[Image point grounding data]
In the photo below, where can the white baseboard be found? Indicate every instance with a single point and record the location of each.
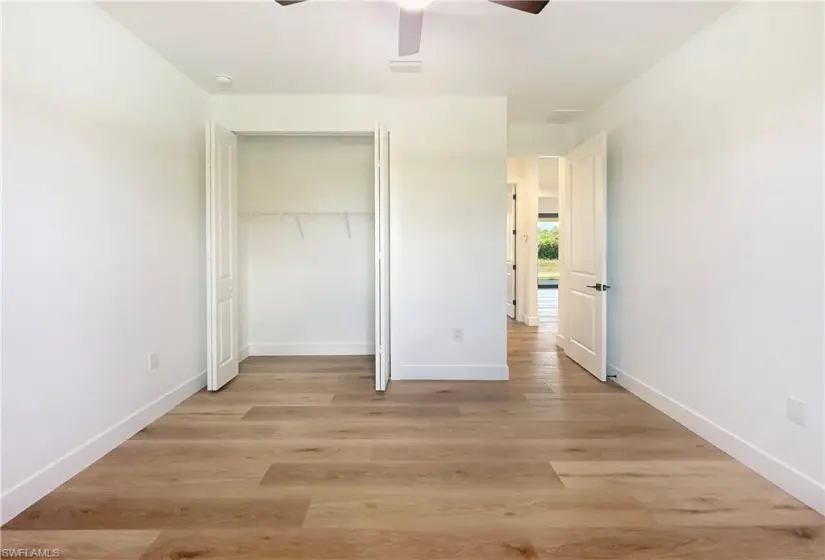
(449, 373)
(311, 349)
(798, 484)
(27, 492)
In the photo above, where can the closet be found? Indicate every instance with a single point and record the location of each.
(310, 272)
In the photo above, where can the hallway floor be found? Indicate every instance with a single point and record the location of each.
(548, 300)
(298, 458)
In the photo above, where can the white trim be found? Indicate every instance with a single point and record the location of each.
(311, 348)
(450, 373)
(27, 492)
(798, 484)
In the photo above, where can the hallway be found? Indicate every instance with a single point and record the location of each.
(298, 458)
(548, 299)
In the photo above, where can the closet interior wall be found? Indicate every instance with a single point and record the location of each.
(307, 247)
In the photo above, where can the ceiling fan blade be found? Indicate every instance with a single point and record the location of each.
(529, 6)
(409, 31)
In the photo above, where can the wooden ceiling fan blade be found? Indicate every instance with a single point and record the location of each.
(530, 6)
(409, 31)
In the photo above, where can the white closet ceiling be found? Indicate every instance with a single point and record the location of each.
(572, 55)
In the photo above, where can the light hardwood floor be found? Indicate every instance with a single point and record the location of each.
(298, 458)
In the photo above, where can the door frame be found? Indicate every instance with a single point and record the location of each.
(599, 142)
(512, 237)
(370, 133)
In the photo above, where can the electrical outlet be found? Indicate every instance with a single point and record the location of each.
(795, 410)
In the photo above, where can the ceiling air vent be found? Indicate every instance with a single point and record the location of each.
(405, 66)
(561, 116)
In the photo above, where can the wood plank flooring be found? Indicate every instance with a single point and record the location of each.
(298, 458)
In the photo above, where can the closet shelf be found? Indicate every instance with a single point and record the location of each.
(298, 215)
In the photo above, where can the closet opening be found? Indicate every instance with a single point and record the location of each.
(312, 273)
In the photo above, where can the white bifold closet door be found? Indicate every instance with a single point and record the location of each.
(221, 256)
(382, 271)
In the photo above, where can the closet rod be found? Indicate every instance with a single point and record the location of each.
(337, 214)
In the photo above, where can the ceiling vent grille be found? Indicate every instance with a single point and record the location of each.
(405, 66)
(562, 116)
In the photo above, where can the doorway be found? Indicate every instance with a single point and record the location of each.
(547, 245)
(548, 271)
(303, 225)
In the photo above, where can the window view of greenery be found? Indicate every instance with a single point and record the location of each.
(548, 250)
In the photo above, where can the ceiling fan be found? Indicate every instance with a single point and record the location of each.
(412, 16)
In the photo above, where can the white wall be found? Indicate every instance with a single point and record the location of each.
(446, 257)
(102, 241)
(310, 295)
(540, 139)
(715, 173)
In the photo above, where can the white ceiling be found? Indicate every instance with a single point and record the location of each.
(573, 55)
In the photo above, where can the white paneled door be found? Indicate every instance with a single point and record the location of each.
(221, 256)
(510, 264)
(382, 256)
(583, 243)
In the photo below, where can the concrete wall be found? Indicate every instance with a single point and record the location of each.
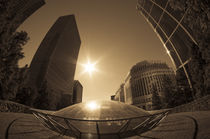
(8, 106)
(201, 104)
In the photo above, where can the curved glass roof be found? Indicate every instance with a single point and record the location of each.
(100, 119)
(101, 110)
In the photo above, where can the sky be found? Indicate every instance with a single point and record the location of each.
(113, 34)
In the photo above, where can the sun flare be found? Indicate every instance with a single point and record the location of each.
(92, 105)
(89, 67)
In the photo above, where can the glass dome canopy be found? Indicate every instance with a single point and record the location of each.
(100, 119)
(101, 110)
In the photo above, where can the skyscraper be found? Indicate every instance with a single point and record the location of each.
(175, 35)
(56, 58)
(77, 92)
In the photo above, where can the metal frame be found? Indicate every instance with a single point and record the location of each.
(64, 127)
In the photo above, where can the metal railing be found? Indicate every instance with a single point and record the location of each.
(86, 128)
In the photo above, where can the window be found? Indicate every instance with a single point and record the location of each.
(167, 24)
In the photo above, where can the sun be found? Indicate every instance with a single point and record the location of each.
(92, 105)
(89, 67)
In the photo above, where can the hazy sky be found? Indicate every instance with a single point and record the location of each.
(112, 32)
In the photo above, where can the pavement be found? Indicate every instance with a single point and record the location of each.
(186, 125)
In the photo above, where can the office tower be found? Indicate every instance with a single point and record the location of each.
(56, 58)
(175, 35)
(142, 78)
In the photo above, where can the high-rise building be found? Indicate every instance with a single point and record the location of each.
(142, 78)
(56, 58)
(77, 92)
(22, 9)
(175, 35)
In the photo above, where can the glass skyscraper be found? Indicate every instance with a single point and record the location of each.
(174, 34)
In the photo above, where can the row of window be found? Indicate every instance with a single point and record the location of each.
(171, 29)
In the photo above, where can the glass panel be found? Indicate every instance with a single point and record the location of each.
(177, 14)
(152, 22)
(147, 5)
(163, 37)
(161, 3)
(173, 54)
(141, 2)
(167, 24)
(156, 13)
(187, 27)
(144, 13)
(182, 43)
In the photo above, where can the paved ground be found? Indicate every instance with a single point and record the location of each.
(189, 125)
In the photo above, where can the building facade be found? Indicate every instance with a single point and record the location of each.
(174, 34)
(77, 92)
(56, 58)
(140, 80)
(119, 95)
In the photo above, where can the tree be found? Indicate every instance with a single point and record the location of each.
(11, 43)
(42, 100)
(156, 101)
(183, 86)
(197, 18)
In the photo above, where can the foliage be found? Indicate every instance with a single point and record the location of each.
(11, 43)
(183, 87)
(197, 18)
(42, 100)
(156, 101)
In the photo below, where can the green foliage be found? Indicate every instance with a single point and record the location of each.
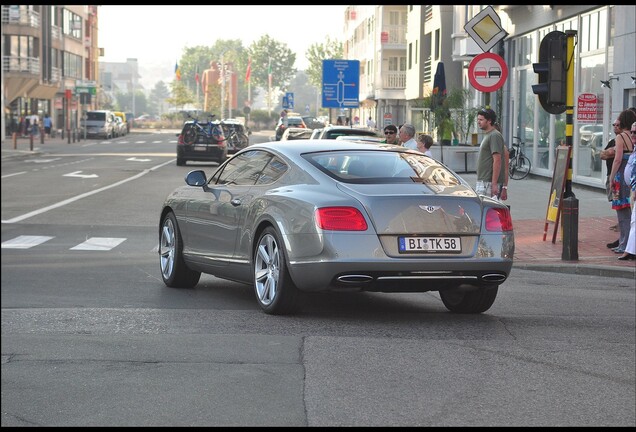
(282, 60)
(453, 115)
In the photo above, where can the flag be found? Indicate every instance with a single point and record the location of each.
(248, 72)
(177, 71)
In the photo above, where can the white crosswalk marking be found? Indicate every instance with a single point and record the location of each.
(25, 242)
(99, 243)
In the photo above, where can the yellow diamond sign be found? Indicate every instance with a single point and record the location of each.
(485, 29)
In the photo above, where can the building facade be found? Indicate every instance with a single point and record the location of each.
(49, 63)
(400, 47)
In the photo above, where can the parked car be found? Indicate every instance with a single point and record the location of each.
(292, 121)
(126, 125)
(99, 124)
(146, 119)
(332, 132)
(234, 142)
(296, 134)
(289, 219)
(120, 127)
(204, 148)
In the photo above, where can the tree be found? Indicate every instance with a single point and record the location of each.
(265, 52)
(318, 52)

## WHAT THE TASK ASKS
What you return should match the records above word for word, minus the pictures.

## SOLUTION TO THIS PROBLEM
In the photo below, where can the white baseboard be found? Indicate every instance with a single point and record the location of each.
(449, 373)
(311, 349)
(798, 484)
(27, 492)
In the photo above, where can the closet be found? Indicate every instance with a single point and record the location of each.
(310, 272)
In the photo above, where can the hallway floor be found? Indicate every instance with a single point and record the location of each.
(548, 300)
(298, 458)
In the photo above, where can the white trim be found? Indicate every instance with a single point and record the location of each.
(311, 348)
(450, 373)
(27, 492)
(798, 484)
In the photo above, where can the hallway be found? Indicate every instance with a single point and record the location of each.
(298, 458)
(548, 299)
In the photo above, where can the closet interior wall be found? Indicate every instance with a single point and record the location of each.
(307, 247)
In the photo above, where can the ceiling fan blade be found? Indicate every instance with a single point and record the location of each.
(529, 6)
(409, 31)
In the photo above, where can the wooden ceiling fan blade be found? Indicate every instance with a single point and record the location of each.
(530, 6)
(409, 31)
In the photo above, where can the white closet ceiling be found? Indicate every instance with a single point and record the location of each.
(572, 55)
In the photo above, where can the light hardwood floor be found? Indicate every instance with a single point and record the location of each.
(298, 458)
In the photo above, where can the door frame be found? Indicate every instance with a single point and record the location of each.
(599, 142)
(512, 237)
(370, 133)
In the photo above, where can the electrical outlet be found? Indicate every instance with a single point and record the location of each.
(795, 410)
In the photo above, where can the ceiling air vent be found? Indicate every instance with a single point and record the location of each.
(405, 66)
(561, 116)
In the photo above, where can the wood plank flooring be found? Indicate every instance with a single point and record the location of each.
(298, 458)
In the photo above, where can the closet shelf be found? Indicate every instance with a single point and record the location of each.
(298, 215)
In the photo above, where can the closet opening be found? Indicate every instance with a single point and record the location of each.
(312, 273)
In the photo above, where can the white bifold closet door be found? Indicate every instance with a single point and record the location of each.
(221, 256)
(382, 271)
In the photo above, where can the closet rod be found? Indicate every instance with a single point and record the location of each.
(337, 214)
In the photo above, where can the ceiling vent grille be found? Indicate every instance with a single point and record the location of each.
(405, 66)
(562, 116)
In the photo above, where can the doorway be found? Indicate every instance with a single point and record the location of each.
(547, 245)
(548, 271)
(303, 225)
In the photo above, where can the window view of greenery be found? Indicate every instance with a single point and record the location of each.
(548, 250)
In the photo above, where can the ceiling fan be found? Indicate every instance with a single point and record the location of each.
(412, 16)
In the photo above, where can the white wall be found? Indicate every instance with a single point and record the location of each.
(446, 257)
(102, 241)
(310, 295)
(540, 139)
(715, 173)
In the photo above, where can the white ceiling be found? Indicate every instance with a single point and record the location of each.
(573, 55)
In the photo above, where can the white paneled door be found? Indicate every instance with a single point and record the location of each.
(221, 256)
(510, 264)
(382, 256)
(583, 243)
In the photo below, where can the concrete wall be found? Indicate every instance with a single point and record the location of each.
(8, 106)
(201, 104)
In the photo above, where can the curved glass roof be found? Indicate every instance with a single point and record the location of each.
(100, 119)
(101, 110)
In the photo above, where can the sky be found? Indicate every instance with a single point and record the location of each.
(113, 34)
In the photo above, where can the sun flare be found? Indicate every instance with a single point and record the location of each.
(92, 105)
(89, 67)
In the photo above, where can the glass dome canopy be found? Indicate every instance with a single point and record the location of each.
(100, 119)
(101, 110)
In the photo above, where can the skyscraper be found? Indicate every instance with a single point and record the location of each.
(175, 35)
(56, 58)
(77, 92)
In the photo above, where can the metal frame be found? Indicate every instance with a single point and record the location of each.
(64, 127)
In the photo above, where can the metal railing be found? Indicate every instance with a single point and record the location of each.
(86, 128)
In the photo above, where can the window be found? Indicate every instance with a single point and record the location of each.
(167, 24)
In the photo above, where can the sun be found? Indicate every instance with a single point and record the location of each.
(92, 105)
(89, 67)
In the photo above, where can the hazy sky be found? Indicate every instance with a single point and record the location of each.
(112, 32)
In the photo above, where can the pavement be found? Indicate every instance with a single point and record the location of each.
(186, 125)
In the photo above, where can the office tower be found? Indicate every instance with a single point and record the location of each.
(56, 58)
(175, 35)
(142, 78)
In the photo above, where can the high-rise building be found? Indicate every instance with a single point and record the location of each.
(142, 78)
(56, 58)
(77, 92)
(22, 9)
(175, 35)
In the photo above, where can the glass skyscraper be found? Indicate every instance with a single point and record the location of each.
(174, 34)
In the photo above, where can the row of window be found? Indicate every instance with a single point and record the location of each.
(171, 29)
In the photo above, where can the glass panel be found? Indicate every instance with a single point and record the location of each.
(177, 14)
(152, 22)
(147, 5)
(163, 37)
(161, 3)
(173, 54)
(141, 2)
(167, 24)
(156, 13)
(187, 27)
(144, 13)
(182, 43)
In the photo above, where can the paved ground be found? Indicate every instance with a single point and record the location of each.
(189, 125)
In the photo above, where can the building facade be found? Indicate every instance with a single point and record the location of each.
(174, 34)
(77, 92)
(56, 58)
(140, 80)
(119, 95)
In the photo above, where can the tree be found? Indicate every instance with a single point and record the location of each.
(11, 43)
(42, 100)
(156, 101)
(183, 86)
(197, 18)
In the photo above, where can the foliage be found? Indicate every instance with a single point and record the location of each.
(11, 43)
(183, 87)
(197, 18)
(42, 100)
(156, 101)
In the photo below, where can the green foliage be found? Indicate every instance with a single point and record the location of each.
(282, 60)
(453, 115)
In the photo above, where can the flag be found? Indicate every instance with a single point and record the location of each.
(248, 72)
(177, 71)
In the photo above, where can the white crosswalk marking be found? Indicate every instance with a single point and record the location of each.
(25, 242)
(99, 243)
In the photo above, where can the yellow diamond sign be found? Indicate every instance with a single point and record the location of each.
(485, 29)
In the photo above, where can the building facade be found? Indicate every instance with a single point and record the location of each.
(49, 63)
(400, 47)
In the photo above, where can the parked car be found? Indicate every instance with a single point and record the location of each.
(292, 121)
(126, 125)
(99, 124)
(146, 119)
(332, 132)
(234, 142)
(296, 134)
(289, 219)
(120, 127)
(204, 148)
In the photo above, where can the tree be found? Indicate every instance with a single point and record the location of each.
(265, 52)
(318, 52)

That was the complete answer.